What needs to be done:
Copy the line with "Target: pencil holder" and all lines following it through the last line of the entries, exactly as written.

[Region pointing data]
════════════════

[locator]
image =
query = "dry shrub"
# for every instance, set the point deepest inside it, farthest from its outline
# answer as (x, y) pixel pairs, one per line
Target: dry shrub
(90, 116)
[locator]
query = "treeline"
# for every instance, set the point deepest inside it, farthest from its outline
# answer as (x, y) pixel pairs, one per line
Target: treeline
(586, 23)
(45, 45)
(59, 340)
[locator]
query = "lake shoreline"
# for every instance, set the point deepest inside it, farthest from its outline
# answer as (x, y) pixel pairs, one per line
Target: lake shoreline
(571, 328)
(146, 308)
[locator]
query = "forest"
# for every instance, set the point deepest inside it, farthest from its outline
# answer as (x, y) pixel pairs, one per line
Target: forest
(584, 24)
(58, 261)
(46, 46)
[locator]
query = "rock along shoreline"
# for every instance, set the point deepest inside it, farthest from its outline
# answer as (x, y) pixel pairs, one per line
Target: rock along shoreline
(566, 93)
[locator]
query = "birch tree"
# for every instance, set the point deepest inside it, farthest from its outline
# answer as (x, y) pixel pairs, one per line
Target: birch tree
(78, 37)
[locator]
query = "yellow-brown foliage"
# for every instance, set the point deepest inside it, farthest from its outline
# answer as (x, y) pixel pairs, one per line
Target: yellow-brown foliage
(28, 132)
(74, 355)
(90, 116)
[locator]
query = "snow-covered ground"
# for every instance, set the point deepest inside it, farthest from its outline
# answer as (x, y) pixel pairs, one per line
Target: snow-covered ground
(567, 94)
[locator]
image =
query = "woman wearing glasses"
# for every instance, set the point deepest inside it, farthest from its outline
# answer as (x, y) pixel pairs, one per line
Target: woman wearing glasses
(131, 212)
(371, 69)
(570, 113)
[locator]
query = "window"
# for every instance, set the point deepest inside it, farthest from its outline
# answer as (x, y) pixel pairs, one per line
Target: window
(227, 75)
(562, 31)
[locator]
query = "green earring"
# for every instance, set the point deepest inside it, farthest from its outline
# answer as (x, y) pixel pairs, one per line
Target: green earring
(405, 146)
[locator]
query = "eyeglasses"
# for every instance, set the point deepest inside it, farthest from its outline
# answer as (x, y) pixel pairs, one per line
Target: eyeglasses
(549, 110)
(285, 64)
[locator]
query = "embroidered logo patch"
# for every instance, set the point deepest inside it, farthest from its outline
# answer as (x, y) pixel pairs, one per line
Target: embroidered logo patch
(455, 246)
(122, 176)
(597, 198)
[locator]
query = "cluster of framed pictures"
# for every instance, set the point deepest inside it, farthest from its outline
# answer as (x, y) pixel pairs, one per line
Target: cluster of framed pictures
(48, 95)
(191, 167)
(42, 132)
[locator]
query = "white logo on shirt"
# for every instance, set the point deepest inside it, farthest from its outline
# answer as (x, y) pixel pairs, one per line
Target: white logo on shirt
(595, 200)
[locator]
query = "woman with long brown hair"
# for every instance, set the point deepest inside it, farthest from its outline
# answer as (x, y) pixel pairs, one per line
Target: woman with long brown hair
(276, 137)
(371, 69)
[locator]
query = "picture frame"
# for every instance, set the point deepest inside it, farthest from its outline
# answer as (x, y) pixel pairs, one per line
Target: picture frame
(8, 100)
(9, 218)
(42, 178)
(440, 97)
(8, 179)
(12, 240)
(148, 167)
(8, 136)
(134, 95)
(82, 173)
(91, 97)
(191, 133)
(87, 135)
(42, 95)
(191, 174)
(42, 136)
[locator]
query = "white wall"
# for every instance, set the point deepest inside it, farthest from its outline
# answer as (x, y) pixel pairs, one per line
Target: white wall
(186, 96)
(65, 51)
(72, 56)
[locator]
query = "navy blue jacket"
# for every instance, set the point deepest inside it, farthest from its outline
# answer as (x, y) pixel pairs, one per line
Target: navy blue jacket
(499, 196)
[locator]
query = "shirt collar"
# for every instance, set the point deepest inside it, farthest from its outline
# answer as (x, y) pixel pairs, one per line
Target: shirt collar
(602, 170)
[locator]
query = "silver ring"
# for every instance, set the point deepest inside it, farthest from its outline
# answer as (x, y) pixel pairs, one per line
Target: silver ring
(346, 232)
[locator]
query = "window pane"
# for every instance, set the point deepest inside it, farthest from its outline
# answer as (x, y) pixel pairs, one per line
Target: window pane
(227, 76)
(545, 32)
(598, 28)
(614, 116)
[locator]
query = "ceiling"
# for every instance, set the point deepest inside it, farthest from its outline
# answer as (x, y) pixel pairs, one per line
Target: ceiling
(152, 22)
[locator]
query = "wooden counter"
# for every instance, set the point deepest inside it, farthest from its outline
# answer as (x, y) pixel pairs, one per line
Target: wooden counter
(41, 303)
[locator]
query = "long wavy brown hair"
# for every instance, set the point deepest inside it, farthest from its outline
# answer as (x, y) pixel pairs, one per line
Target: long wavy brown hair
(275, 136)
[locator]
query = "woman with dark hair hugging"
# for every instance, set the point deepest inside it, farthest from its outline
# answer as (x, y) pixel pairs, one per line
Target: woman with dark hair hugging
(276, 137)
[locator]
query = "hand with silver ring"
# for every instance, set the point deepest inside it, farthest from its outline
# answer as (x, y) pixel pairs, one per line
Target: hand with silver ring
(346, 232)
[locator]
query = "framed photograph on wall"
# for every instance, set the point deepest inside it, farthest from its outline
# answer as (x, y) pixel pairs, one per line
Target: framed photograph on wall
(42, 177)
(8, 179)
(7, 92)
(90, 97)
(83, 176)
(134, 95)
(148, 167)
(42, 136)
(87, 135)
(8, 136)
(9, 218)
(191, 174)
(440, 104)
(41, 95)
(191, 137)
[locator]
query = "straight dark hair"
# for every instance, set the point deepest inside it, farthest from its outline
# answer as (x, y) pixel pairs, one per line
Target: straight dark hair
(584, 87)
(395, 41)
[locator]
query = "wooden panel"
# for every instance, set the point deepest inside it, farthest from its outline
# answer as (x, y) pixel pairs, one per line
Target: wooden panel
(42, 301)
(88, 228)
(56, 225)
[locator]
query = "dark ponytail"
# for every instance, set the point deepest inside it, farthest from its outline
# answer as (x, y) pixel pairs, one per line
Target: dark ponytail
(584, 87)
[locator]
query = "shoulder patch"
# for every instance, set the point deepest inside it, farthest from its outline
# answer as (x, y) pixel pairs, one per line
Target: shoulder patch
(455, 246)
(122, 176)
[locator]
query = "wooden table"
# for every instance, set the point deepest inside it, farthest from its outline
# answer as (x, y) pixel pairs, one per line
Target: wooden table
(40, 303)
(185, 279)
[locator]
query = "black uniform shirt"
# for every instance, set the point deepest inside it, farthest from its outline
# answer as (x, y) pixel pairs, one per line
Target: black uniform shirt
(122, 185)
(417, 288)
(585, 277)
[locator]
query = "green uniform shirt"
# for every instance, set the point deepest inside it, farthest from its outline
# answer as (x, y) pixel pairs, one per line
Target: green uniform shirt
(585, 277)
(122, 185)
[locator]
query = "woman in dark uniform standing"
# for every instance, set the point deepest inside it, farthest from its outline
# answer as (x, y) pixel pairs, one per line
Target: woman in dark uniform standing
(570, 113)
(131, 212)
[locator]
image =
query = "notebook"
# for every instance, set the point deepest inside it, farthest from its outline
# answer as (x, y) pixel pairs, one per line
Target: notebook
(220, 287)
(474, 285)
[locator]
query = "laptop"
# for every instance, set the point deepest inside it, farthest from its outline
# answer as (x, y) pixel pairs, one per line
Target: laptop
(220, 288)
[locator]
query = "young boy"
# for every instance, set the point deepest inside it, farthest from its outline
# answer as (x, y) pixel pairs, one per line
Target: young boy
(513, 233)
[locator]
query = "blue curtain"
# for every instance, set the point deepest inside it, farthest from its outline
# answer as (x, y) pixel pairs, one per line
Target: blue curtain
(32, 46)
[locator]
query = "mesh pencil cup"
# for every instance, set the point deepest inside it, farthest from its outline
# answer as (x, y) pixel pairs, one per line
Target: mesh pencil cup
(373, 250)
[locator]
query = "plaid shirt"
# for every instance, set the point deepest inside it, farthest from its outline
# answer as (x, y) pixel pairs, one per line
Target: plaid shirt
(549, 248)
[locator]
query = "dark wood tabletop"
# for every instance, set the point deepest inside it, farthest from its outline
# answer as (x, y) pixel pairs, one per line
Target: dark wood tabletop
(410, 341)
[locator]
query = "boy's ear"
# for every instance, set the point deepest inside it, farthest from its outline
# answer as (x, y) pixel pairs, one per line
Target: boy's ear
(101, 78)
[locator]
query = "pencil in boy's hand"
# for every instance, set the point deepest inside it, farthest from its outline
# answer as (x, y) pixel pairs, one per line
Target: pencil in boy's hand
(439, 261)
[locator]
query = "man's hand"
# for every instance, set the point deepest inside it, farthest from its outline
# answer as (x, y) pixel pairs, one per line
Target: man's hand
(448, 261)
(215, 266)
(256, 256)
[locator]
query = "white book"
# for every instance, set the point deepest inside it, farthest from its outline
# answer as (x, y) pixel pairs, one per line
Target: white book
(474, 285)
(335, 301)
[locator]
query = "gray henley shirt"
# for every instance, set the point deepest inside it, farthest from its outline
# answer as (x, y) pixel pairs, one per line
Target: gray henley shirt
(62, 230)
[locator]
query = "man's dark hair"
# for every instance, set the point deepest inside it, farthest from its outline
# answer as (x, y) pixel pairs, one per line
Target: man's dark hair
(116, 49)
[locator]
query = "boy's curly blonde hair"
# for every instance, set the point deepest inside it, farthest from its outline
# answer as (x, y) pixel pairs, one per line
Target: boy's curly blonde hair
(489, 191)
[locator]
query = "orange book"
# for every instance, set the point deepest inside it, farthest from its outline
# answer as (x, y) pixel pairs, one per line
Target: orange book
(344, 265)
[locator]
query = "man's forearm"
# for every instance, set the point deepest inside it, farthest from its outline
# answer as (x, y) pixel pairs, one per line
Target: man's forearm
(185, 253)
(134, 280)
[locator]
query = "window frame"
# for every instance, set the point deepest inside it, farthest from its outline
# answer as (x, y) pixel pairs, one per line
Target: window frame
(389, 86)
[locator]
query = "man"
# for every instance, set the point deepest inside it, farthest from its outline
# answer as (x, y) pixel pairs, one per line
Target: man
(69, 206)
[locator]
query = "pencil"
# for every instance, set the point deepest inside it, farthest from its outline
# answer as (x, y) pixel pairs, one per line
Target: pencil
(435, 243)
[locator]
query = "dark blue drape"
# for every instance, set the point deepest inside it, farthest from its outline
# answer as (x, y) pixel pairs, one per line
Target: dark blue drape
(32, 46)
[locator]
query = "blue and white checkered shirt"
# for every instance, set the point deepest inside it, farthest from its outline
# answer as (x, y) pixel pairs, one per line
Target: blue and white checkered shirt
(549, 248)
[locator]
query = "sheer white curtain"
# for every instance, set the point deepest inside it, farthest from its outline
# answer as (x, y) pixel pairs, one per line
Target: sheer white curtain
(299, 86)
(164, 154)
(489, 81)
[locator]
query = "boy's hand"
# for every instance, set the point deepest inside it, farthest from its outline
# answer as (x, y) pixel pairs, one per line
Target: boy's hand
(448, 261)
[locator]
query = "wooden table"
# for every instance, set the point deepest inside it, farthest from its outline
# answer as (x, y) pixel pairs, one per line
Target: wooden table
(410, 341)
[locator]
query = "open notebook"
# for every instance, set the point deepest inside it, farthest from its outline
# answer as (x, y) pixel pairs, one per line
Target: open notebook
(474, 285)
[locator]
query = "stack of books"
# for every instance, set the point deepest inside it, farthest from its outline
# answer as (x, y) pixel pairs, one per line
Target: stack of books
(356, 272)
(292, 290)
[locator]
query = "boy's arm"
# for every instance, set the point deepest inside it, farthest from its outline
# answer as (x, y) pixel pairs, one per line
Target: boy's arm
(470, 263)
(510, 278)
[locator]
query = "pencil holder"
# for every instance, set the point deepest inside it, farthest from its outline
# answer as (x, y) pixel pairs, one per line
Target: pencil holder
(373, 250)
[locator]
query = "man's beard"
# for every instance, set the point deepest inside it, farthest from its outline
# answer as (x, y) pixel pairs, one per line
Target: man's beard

════════════════

Answer for the task:
Target: pencil holder
(373, 250)
[locator]
query = "man's beard"
# for every instance, set the point deepest inside it, farthest from its outline
# answer as (x, y) pixel pairs, one per line
Target: man's beard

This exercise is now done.